## Exercise input
# # # # #

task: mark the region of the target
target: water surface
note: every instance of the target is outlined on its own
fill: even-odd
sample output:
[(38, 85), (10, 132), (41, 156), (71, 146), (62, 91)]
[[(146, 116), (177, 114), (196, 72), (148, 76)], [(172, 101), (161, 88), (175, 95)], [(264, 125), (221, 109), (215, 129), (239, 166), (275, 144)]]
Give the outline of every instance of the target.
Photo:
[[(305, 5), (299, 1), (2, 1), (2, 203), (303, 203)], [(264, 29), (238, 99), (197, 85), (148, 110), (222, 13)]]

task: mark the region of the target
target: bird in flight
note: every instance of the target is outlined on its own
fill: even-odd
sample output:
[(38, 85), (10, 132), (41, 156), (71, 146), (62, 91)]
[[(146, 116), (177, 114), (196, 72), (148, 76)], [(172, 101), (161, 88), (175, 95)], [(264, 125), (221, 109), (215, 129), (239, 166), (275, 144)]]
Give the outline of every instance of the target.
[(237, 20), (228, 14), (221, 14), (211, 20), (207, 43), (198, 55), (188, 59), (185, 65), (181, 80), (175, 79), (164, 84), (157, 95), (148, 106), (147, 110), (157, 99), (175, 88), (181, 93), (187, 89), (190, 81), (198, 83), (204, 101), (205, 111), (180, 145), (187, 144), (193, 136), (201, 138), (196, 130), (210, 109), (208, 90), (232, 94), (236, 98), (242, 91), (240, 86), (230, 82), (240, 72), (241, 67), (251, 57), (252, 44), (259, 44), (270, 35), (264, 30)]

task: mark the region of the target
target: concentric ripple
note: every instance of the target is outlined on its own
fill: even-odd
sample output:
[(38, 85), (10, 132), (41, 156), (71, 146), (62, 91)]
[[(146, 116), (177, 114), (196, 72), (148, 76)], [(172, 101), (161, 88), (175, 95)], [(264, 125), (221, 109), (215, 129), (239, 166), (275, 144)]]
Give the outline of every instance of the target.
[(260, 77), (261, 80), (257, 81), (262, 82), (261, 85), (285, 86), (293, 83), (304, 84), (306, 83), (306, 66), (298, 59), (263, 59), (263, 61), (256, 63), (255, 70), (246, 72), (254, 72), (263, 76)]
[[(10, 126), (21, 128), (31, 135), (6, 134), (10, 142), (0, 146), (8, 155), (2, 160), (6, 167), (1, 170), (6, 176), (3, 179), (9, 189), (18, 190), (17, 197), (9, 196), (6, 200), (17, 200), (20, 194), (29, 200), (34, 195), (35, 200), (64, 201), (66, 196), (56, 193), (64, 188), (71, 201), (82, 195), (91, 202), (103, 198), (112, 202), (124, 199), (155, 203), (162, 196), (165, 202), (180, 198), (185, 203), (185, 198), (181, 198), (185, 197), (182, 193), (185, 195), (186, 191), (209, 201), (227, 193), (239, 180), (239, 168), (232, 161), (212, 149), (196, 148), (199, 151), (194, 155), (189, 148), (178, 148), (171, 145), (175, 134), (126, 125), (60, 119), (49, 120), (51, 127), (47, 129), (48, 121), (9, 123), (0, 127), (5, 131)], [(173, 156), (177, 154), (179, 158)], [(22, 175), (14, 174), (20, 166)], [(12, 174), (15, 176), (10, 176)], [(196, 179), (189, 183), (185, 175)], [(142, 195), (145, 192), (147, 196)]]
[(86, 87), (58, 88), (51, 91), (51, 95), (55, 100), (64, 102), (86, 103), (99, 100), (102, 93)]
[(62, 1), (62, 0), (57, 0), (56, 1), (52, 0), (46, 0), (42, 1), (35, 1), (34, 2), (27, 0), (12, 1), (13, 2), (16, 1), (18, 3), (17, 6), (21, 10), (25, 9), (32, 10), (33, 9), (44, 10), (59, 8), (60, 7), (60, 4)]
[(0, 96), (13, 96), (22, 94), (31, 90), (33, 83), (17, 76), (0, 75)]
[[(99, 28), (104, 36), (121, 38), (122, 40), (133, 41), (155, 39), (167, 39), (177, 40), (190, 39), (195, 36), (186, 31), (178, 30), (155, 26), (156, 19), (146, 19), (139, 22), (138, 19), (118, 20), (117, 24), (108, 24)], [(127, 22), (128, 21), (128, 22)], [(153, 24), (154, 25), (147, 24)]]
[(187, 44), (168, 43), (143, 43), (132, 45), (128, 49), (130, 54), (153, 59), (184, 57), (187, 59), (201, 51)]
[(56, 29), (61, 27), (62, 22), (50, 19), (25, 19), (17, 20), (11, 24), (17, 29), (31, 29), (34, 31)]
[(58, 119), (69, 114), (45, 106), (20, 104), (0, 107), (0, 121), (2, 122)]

# # # # #

## Work required
Put every line of the data above into a JSON list of strings, one string per line, and leave out the blank lines.

## Solution to the exercise
[
  "task: mark the region of the target",
  "target: water surface",
  "note: every instance of the target is outlined on its own",
  "fill: even-odd",
  "sample output:",
  "[(38, 85), (10, 132), (41, 156), (71, 146), (62, 91)]",
  "[[(146, 116), (177, 114), (196, 72), (148, 76)], [(172, 101), (161, 88), (175, 95)], [(264, 125), (221, 109), (215, 129), (239, 166), (275, 144)]]",
  "Give the outline of every instance of the target.",
  "Photo:",
  "[[(305, 5), (299, 1), (2, 1), (2, 203), (303, 203)], [(264, 29), (238, 99), (197, 85), (148, 110), (222, 13)]]",
  "task: mark the region of the target",
  "target: bird in flight",
  "note: every instance of the target is outlined on its own",
  "fill: even-odd",
  "sample output:",
  "[(38, 85), (10, 132), (41, 156), (71, 146), (62, 91)]",
  "[[(146, 116), (177, 114), (196, 72), (148, 76)], [(172, 101), (161, 88), (175, 95)], [(264, 125), (221, 109), (215, 129), (239, 166), (275, 144)]]",
  "Give the outline of every instance of the target.",
  "[(237, 20), (228, 14), (221, 14), (211, 20), (207, 43), (198, 55), (188, 59), (185, 65), (181, 80), (175, 79), (164, 84), (157, 95), (148, 106), (147, 110), (157, 99), (175, 88), (181, 93), (187, 89), (190, 81), (198, 83), (204, 101), (205, 111), (180, 145), (187, 144), (193, 136), (201, 138), (196, 130), (210, 109), (208, 90), (232, 94), (236, 98), (242, 91), (240, 86), (230, 82), (240, 72), (241, 67), (251, 57), (252, 44), (259, 44), (270, 35), (264, 30)]",
  "task: mark the region of the target",
  "target: concentric ripple",
  "note: every instance of the target is outlined on its own",
  "fill: even-odd",
  "sample output:",
  "[(38, 85), (10, 132), (41, 156), (71, 146), (62, 91)]",
  "[[(146, 116), (177, 114), (196, 72), (148, 76)], [(172, 101), (161, 88), (175, 95)], [(264, 125), (221, 109), (215, 129), (239, 166), (275, 144)]]",
  "Give the outline of every instance of the target.",
  "[(260, 77), (261, 80), (257, 81), (262, 82), (261, 85), (285, 86), (293, 83), (304, 84), (306, 83), (306, 66), (298, 59), (263, 59), (263, 61), (256, 63), (255, 70), (246, 72), (254, 72), (263, 76)]",
  "[[(10, 126), (21, 128), (31, 135), (6, 134), (10, 142), (0, 146), (8, 155), (2, 160), (6, 167), (1, 170), (6, 176), (3, 179), (9, 189), (18, 190), (17, 197), (9, 196), (6, 200), (17, 200), (20, 194), (29, 200), (34, 195), (35, 200), (64, 201), (66, 196), (56, 193), (64, 188), (71, 201), (82, 195), (91, 202), (103, 198), (112, 202), (124, 199), (155, 203), (162, 196), (165, 202), (180, 198), (185, 203), (185, 198), (181, 198), (185, 197), (182, 193), (185, 195), (186, 191), (209, 201), (227, 193), (239, 180), (239, 168), (232, 161), (212, 149), (196, 148), (199, 151), (194, 155), (189, 148), (178, 148), (171, 145), (175, 134), (126, 125), (60, 119), (49, 120), (51, 127), (47, 129), (48, 121), (9, 123), (0, 127), (5, 131)], [(173, 156), (177, 154), (179, 158)], [(22, 175), (14, 174), (20, 166)], [(12, 174), (15, 176), (10, 176)], [(196, 179), (189, 183), (185, 175)], [(142, 195), (145, 192), (147, 196)]]",
  "[(86, 87), (58, 88), (51, 91), (51, 95), (55, 100), (64, 102), (86, 103), (99, 100), (102, 93)]",
  "[(62, 1), (62, 0), (57, 0), (56, 1), (52, 0), (46, 0), (42, 1), (35, 1), (34, 2), (27, 0), (12, 1), (13, 2), (16, 1), (18, 3), (17, 6), (21, 10), (25, 9), (32, 10), (33, 9), (44, 10), (59, 8), (60, 7), (60, 4)]",
  "[(0, 96), (13, 96), (22, 94), (31, 90), (33, 83), (17, 76), (0, 75)]",
  "[[(99, 28), (104, 36), (121, 38), (122, 40), (133, 41), (155, 39), (167, 39), (177, 40), (190, 39), (195, 36), (186, 31), (178, 30), (155, 26), (156, 19), (146, 19), (139, 22), (138, 19), (118, 20), (117, 24), (108, 24)], [(127, 22), (128, 21), (128, 22)], [(153, 24), (154, 25), (147, 24)]]",
  "[(187, 44), (168, 43), (143, 43), (132, 45), (128, 49), (130, 54), (153, 59), (184, 57), (187, 59), (201, 51)]",
  "[(56, 29), (61, 27), (62, 22), (50, 19), (25, 19), (17, 20), (11, 24), (17, 29), (31, 29), (34, 31)]",
  "[(58, 119), (69, 114), (45, 106), (20, 104), (0, 107), (0, 121), (2, 122)]"
]